--- EXERCISE ---
Copy the part of the passage below about developing a comics practice from "2015 was a pretty" to "love so much.", keeping every word and punctuation mark unchanged.

--- TEXT PROVIDED ---
Between 2013 and 2014 I started experimenting with lots of things to do with my art, including: using blue pencils before inking, colouring my comics digitally, writing longer & longer form works and trying out one colour instead of realistic colours. I also started working my first full-time office job which was great but even great office jobs can make you sigh a little sometimes. 

Later in the 2014 year I decided to start a FB page dedicated to my comics work (so I could stop bothering my pals with it in my normal feed). But I quickly started getting some really lovely feedback that encouraged me to keep working on my work. This is the thank you picture I drew for getting to 200 likes on my comics FB page. Apparently I still hadn't nailed the whole skin colour thing. Note: Plz do not look at the hands. 

2015 was a pretty radical year for me and a big turning point re: my comics. These three portraits of me reading were originally drawn for an online and print magazine, Scenstr. Note: I've finally found those nice clean lines that I love so much.

--- DATA LISTING ---
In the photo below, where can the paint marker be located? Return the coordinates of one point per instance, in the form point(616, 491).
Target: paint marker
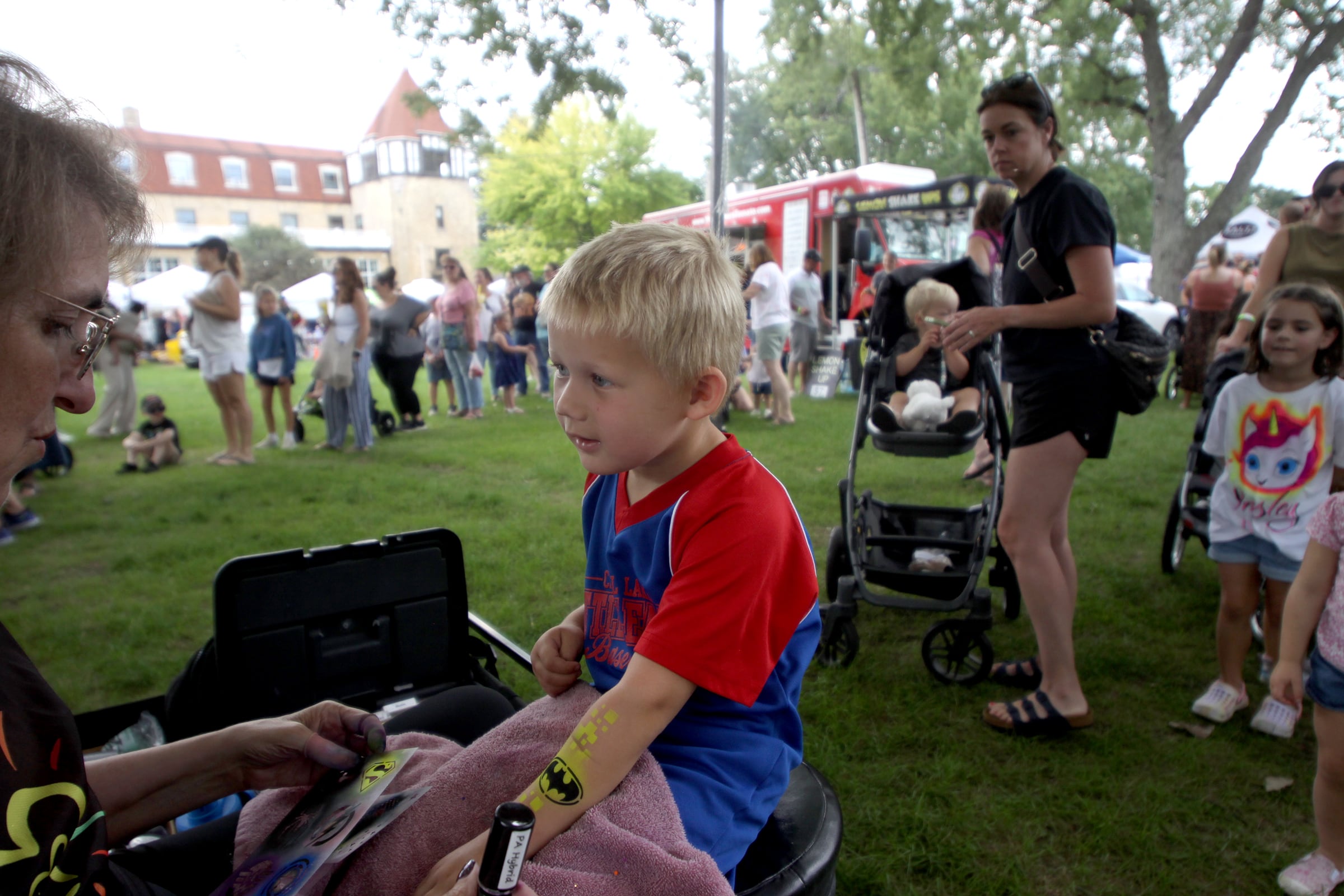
point(506, 850)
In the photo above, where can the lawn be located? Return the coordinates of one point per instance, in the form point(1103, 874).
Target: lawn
point(113, 593)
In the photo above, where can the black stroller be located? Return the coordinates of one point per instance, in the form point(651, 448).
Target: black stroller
point(877, 540)
point(1188, 515)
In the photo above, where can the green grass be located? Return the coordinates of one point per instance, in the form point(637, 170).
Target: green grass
point(115, 590)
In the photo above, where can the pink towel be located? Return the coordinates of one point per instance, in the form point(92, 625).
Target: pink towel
point(632, 843)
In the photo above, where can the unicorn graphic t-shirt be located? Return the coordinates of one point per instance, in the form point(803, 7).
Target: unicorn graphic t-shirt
point(1278, 452)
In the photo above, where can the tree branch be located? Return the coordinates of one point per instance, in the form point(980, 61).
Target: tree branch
point(1234, 193)
point(1233, 53)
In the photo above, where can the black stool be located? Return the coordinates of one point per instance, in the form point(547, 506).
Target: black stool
point(796, 852)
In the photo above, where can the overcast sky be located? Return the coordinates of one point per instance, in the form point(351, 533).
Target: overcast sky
point(308, 73)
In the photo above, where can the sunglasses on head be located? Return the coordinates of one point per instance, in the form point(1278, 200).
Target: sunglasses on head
point(1016, 82)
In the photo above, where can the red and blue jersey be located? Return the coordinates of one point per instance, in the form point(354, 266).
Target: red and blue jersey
point(711, 577)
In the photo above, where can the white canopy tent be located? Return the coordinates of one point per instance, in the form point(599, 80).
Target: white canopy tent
point(424, 289)
point(1247, 234)
point(306, 296)
point(170, 289)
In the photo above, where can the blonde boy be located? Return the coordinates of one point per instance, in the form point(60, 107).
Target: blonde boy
point(699, 655)
point(920, 356)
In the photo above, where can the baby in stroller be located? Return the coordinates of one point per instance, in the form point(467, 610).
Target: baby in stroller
point(920, 356)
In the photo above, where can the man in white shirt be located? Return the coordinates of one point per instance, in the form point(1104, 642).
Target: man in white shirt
point(810, 315)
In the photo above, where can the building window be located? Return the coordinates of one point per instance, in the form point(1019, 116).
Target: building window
point(127, 162)
point(397, 156)
point(236, 172)
point(331, 178)
point(182, 169)
point(286, 176)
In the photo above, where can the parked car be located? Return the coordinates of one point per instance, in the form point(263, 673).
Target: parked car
point(1158, 314)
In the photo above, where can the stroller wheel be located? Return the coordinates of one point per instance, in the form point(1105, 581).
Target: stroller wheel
point(1174, 539)
point(842, 647)
point(838, 562)
point(958, 652)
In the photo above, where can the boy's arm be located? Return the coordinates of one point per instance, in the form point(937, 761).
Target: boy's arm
point(595, 759)
point(958, 363)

--- RESPONSE TO THIS EXERCISE ---
2015 was a pretty radical year for me and a big turning point re: my comics. These three portraits of me reading were originally drawn for an online and print magazine, Scenstr. Note: I've finally found those nice clean lines that I love so much.